- **INSTRUCTIONS FOR THE TASK**:
Omit the pictures from the entries below and retype everything else exactly.

- **DATASET ROWS**:

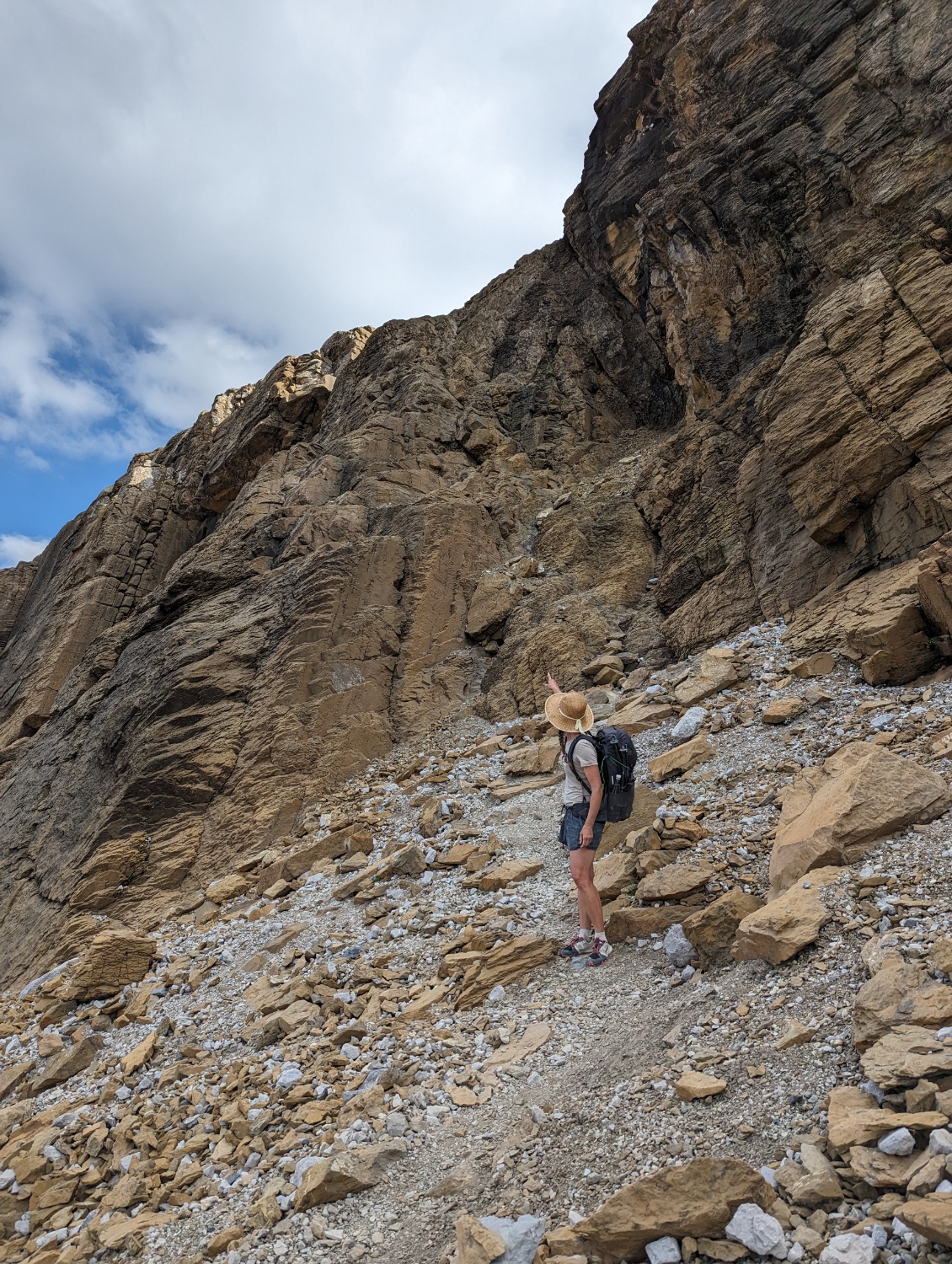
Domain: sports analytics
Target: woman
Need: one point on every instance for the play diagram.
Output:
(582, 827)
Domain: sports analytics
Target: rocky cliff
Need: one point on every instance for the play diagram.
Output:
(724, 394)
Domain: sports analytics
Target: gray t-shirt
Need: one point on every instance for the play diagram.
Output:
(583, 756)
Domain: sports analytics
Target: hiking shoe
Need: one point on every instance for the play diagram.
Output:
(580, 945)
(601, 952)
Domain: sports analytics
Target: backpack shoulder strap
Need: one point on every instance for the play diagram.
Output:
(570, 756)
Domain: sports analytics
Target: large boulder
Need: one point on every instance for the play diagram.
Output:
(904, 1056)
(110, 961)
(832, 813)
(693, 1200)
(785, 925)
(712, 929)
(714, 674)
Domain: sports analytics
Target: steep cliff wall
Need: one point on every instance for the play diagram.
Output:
(732, 374)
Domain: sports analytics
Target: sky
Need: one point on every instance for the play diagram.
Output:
(194, 189)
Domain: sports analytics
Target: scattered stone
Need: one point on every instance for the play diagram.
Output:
(476, 1243)
(782, 710)
(350, 1172)
(848, 1249)
(795, 1033)
(929, 1216)
(899, 1142)
(532, 1041)
(694, 1085)
(664, 1251)
(520, 1236)
(689, 723)
(755, 1229)
(678, 948)
(816, 665)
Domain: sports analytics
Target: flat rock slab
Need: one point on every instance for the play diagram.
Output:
(674, 881)
(694, 1085)
(635, 923)
(716, 672)
(507, 872)
(907, 1054)
(532, 1041)
(929, 1216)
(681, 758)
(501, 966)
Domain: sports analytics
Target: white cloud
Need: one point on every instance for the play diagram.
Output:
(14, 549)
(191, 191)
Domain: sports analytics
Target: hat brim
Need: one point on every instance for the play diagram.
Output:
(560, 722)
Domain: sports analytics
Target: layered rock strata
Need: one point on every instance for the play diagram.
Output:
(731, 376)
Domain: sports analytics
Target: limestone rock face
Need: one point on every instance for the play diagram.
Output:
(860, 794)
(424, 517)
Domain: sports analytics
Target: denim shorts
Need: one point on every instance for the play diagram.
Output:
(570, 831)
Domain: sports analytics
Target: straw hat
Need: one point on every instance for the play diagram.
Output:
(570, 713)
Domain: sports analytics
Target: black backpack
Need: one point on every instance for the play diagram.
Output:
(616, 766)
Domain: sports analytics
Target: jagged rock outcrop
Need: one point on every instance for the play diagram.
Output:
(731, 374)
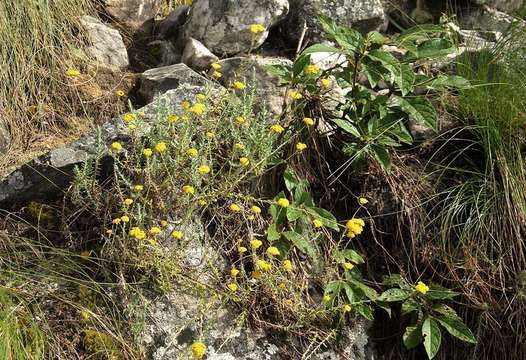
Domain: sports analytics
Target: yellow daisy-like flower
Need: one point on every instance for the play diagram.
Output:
(308, 121)
(238, 85)
(188, 189)
(256, 28)
(283, 202)
(301, 146)
(234, 208)
(244, 161)
(277, 128)
(273, 251)
(160, 147)
(71, 72)
(421, 288)
(203, 169)
(256, 244)
(263, 265)
(311, 69)
(192, 152)
(198, 349)
(287, 265)
(177, 234)
(198, 109)
(116, 146)
(232, 287)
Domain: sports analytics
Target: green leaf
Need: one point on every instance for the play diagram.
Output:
(391, 295)
(347, 127)
(412, 336)
(457, 328)
(301, 243)
(419, 108)
(432, 337)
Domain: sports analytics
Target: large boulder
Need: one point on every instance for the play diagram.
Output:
(223, 25)
(133, 13)
(362, 15)
(106, 44)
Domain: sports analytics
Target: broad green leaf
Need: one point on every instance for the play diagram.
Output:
(391, 295)
(432, 337)
(301, 243)
(412, 336)
(457, 328)
(419, 108)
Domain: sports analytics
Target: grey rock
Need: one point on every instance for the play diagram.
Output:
(197, 56)
(362, 15)
(251, 71)
(107, 46)
(157, 81)
(133, 13)
(223, 25)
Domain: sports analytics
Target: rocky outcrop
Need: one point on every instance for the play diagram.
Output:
(362, 15)
(106, 44)
(223, 25)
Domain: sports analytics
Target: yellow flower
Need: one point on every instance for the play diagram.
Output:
(317, 223)
(244, 161)
(421, 288)
(287, 265)
(325, 83)
(283, 202)
(116, 146)
(177, 234)
(263, 265)
(301, 146)
(234, 208)
(198, 349)
(238, 85)
(154, 230)
(204, 169)
(295, 95)
(273, 251)
(188, 189)
(256, 28)
(277, 128)
(234, 272)
(255, 243)
(348, 266)
(198, 109)
(311, 69)
(232, 287)
(192, 152)
(129, 117)
(71, 72)
(160, 147)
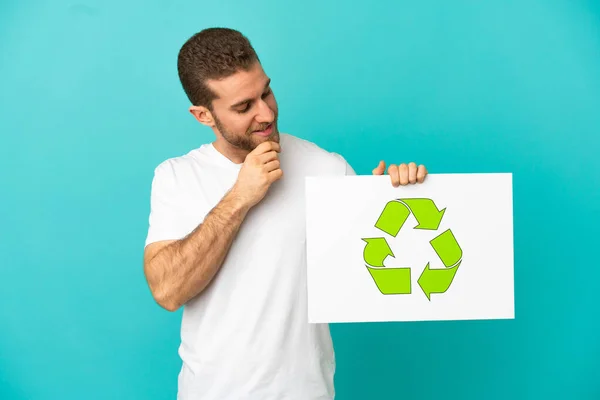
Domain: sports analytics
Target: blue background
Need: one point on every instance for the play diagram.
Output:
(91, 102)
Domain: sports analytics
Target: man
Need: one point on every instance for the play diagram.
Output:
(226, 236)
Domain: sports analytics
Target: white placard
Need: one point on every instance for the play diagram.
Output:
(440, 250)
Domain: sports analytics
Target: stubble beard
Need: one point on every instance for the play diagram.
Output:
(247, 141)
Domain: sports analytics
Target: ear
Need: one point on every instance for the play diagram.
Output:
(202, 115)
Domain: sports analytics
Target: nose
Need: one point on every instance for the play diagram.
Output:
(265, 113)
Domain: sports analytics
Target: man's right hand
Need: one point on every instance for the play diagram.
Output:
(260, 169)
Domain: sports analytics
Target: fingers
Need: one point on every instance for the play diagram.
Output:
(380, 169)
(412, 172)
(394, 175)
(272, 165)
(265, 147)
(274, 175)
(404, 174)
(403, 170)
(421, 173)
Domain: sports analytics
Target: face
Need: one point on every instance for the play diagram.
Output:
(244, 113)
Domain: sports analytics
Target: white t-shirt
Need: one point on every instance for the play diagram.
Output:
(247, 336)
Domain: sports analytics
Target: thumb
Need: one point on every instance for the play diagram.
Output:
(380, 168)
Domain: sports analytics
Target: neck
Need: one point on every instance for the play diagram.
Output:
(235, 154)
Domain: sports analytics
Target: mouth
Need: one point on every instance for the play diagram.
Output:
(265, 132)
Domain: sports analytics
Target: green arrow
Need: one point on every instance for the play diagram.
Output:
(447, 248)
(376, 251)
(426, 213)
(439, 280)
(391, 280)
(392, 217)
(436, 280)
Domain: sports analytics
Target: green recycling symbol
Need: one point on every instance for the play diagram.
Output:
(397, 280)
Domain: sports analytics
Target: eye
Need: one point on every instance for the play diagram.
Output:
(244, 110)
(267, 93)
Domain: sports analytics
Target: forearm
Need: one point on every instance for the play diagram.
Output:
(181, 270)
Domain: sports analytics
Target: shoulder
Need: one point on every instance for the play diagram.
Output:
(317, 156)
(173, 170)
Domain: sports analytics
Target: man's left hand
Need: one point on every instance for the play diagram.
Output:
(403, 174)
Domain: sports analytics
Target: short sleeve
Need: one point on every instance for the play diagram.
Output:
(349, 170)
(346, 167)
(166, 220)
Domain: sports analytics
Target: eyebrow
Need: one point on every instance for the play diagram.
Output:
(239, 103)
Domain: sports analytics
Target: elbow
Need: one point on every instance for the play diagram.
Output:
(165, 299)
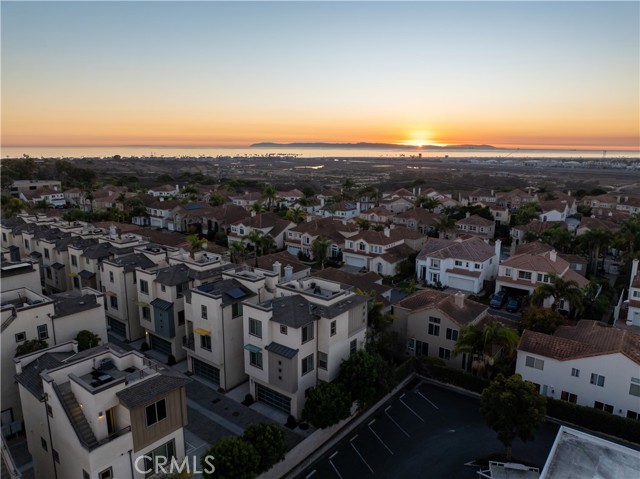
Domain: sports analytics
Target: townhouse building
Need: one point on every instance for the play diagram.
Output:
(102, 413)
(214, 336)
(382, 251)
(465, 263)
(589, 364)
(270, 224)
(27, 315)
(161, 297)
(300, 238)
(476, 225)
(299, 338)
(519, 275)
(429, 323)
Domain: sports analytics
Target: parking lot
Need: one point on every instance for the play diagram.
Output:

- **EXERCISE ANSWER**:
Domain: sports analytics
Target: woman
Need: one point on every instance for the play diagram.
Output:
(582, 827)
Domain: sports analytics
Target: rocky cliff
Need: one point on every instance for the play diagram.
Output:
(724, 394)
Domain: sports analytics
Target: gray t-shirt
Need: one point on every instance for the play diagram.
Output:
(583, 756)
Domain: sports analytics
Target: hiking shoe
Need: one point on every instance for the play diagram.
Output:
(580, 945)
(601, 952)
Domain: sports analytics
Target: backpack shoulder strap
Need: one point on every instance for the play diagram.
Output:
(570, 756)
Domain: sports analytics
Target: large boulder
Need: one point on every instance for the play diagram.
Output:
(904, 1056)
(110, 961)
(832, 813)
(693, 1200)
(785, 925)
(712, 929)
(714, 674)
Domain: sports analytics
Target: steep cliff wall
Need: one point on every instance for the play diagram.
Output:
(732, 374)
Domain: sports analytics
Target: sky
Need: one point on every instance for the play diagram.
Output:
(194, 189)
Domain: sports analytics
Target: scattered stone
Need: one point on every instance for the play diagram.
Output:
(476, 1243)
(782, 710)
(350, 1172)
(848, 1249)
(795, 1033)
(929, 1216)
(899, 1142)
(532, 1041)
(694, 1085)
(664, 1251)
(520, 1236)
(689, 723)
(755, 1229)
(678, 948)
(816, 665)
Domain: sports analytics
Target: flat rock slab
Need: one point on every instance for the play diagram.
Output:
(674, 881)
(694, 1085)
(635, 923)
(716, 672)
(507, 872)
(907, 1054)
(532, 1041)
(929, 1216)
(681, 758)
(501, 966)
Domain: sports analytics
Target: white cloud
Need: one point on every instance for the play diagram.
Output:
(14, 549)
(191, 191)
Domain: sports analytics
Target: hat brim
Need: one point on every instance for the play diagram.
Output:
(560, 722)
Domain: sports analytics
Target: layered rock strata
Need: one point on every instance for the play diagram.
Output:
(731, 376)
Domain: sports analytics
Target: limestone rock face
Need: one point on every instance for the play diagram.
Output:
(860, 794)
(424, 517)
Domain: sports analytics
Target: denim shorts
Need: one point on every instance for the play diagram.
Output:
(570, 831)
Domain: sports analytics
Target: straw hat
Need: one point on every instance for the play diagram.
Output:
(570, 713)
Domain: sports analytics
Target: black backpack
Need: one point on every instance for the play diagram.
Output:
(616, 766)
Domain: sports analytics
Target: jagged rock outcrop
Need: one point on every instance for the play diagram.
Output:
(731, 374)
Domain: sports analytics
Target: yellow daisy-like flower
Need: one point on every instance for the play diagram.
Output:
(308, 121)
(238, 85)
(188, 189)
(256, 28)
(283, 202)
(301, 146)
(234, 208)
(244, 161)
(277, 128)
(273, 251)
(160, 147)
(71, 72)
(421, 288)
(203, 169)
(256, 244)
(263, 265)
(311, 69)
(192, 152)
(198, 349)
(287, 265)
(177, 234)
(198, 109)
(116, 146)
(232, 287)
Domain: sports analytics
Target: green leaf
Need: one point on every instance for the play diagram.
Output:
(391, 295)
(347, 127)
(412, 336)
(457, 328)
(301, 243)
(419, 108)
(432, 337)
Domain: sports analytics
Target: large boulder
Need: one point on every instance for the play diagram.
Output:
(223, 25)
(133, 13)
(362, 15)
(106, 44)
Domain: sports analytics
Target: broad green leaf
Need: one point on every instance for the play diagram.
Output:
(391, 295)
(432, 337)
(301, 243)
(412, 336)
(457, 328)
(419, 108)
Domain: sports analytics
Target: grey rock
Need: one point on every instance for the play diagram.
Output:
(197, 56)
(362, 15)
(251, 71)
(107, 46)
(157, 81)
(133, 13)
(223, 25)
Domain: sports analytics
Target: rocky outcrop
Need: one point on every instance for the play diagram.
Output:
(362, 15)
(106, 44)
(223, 25)
Domain: sports analytics
Target: yellow flower
Need: one point on every instance for the play diagram.
Output:
(317, 223)
(244, 161)
(421, 288)
(287, 265)
(325, 83)
(283, 202)
(116, 146)
(177, 234)
(263, 265)
(301, 146)
(234, 208)
(198, 349)
(238, 85)
(154, 230)
(204, 169)
(295, 95)
(273, 251)
(188, 189)
(256, 28)
(277, 128)
(234, 272)
(255, 243)
(348, 266)
(198, 109)
(311, 69)
(232, 287)
(192, 152)
(129, 117)
(71, 72)
(160, 147)
Domain: sports analytics
Target: blue background
Need: one point on every instance for the play diagram.
Output:
(91, 102)
Domain: sports analytics
Target: man
Need: one point on every instance for the play diagram.
Output:
(226, 236)
Domain: sports analytics
Target: white placard
Need: one point on every instance for the play diagram.
Output:
(440, 250)
Domain: sports analytics
Target: stubble beard
Need: one point on every instance for the play diagram.
Output:
(247, 141)
Domain: sports analytics
Target: ear
Need: one point on every instance for the play diagram.
Output:
(202, 115)
Domain: sports analytics
Target: nose
Need: one point on every instance for the play diagram.
Output:
(265, 113)
Domain: sports analytics
Target: man's right hand
Need: one point on every instance for the play diagram.
Output:
(260, 169)
Domain: sports analytics
Target: fingers
Need: one point on every instance for the play diagram.
Output:
(380, 169)
(412, 172)
(394, 175)
(272, 165)
(265, 147)
(274, 175)
(404, 174)
(403, 170)
(421, 173)
Domain: sports analytics
Target: face
Need: one point on every instance for the play diagram.
Output:
(244, 113)
Domain: sports analytics
Target: white t-shirt
Need: one point on every instance for the play diagram.
Output:
(247, 336)
Domain: sports analytics
Target: thumb
Need: one point on every instance for the play diagram.
Output:
(380, 168)
Domain: sports analytics
Target: neck
Need: one point on every instance for the play diagram.
Output:
(235, 154)
Domain: sports analytics
Target: mouth
Need: one point on every instance for the play diagram.
Output:
(265, 132)
Domain: sports analytics
Target: green arrow
Need: one point on every instance for the play diagram.
Output:
(447, 248)
(376, 251)
(426, 213)
(439, 280)
(391, 280)
(392, 217)
(436, 280)
Domain: sports analytics
Target: green recycling symbol
Need: one point on every instance for the play diagram.
Output:
(397, 280)
Domain: sports analytics
Target: eye
Need: one point on every instance for the play diagram.
Output:
(244, 110)
(267, 93)
Domain: sports analytics
Target: forearm
Need: one point on every instance for the play diagram.
Output:
(181, 270)
Domain: sports analytics
Target: shoulder
Need: one point on every instance for the play diagram.
Output:
(317, 156)
(173, 170)
Domain: sports analytics
Target: man's left hand
Need: one point on every instance for the play diagram.
Output:
(403, 174)
Domain: sports analytics
Target: short sleeve
Need: one point on every instance for the play diagram.
Output:
(349, 170)
(346, 167)
(166, 220)
Domain: sports analytics
Target: eyebrow
Need: one point on every instance for the play diagram.
Output:
(239, 103)
Domain: sports analytics
Target: elbow
Need: one point on every instance for the play diagram.
Output:
(165, 299)
Domain: sports analytics
Target: townhouse building
Need: one point on every instance for the play diagram.
Output:
(102, 413)
(214, 336)
(382, 251)
(465, 263)
(589, 364)
(270, 224)
(27, 315)
(161, 297)
(300, 238)
(476, 225)
(299, 338)
(519, 275)
(429, 323)
Domain: sports analytics
Target: parking lot
Need: one point on every instance for the play diagram.
Output:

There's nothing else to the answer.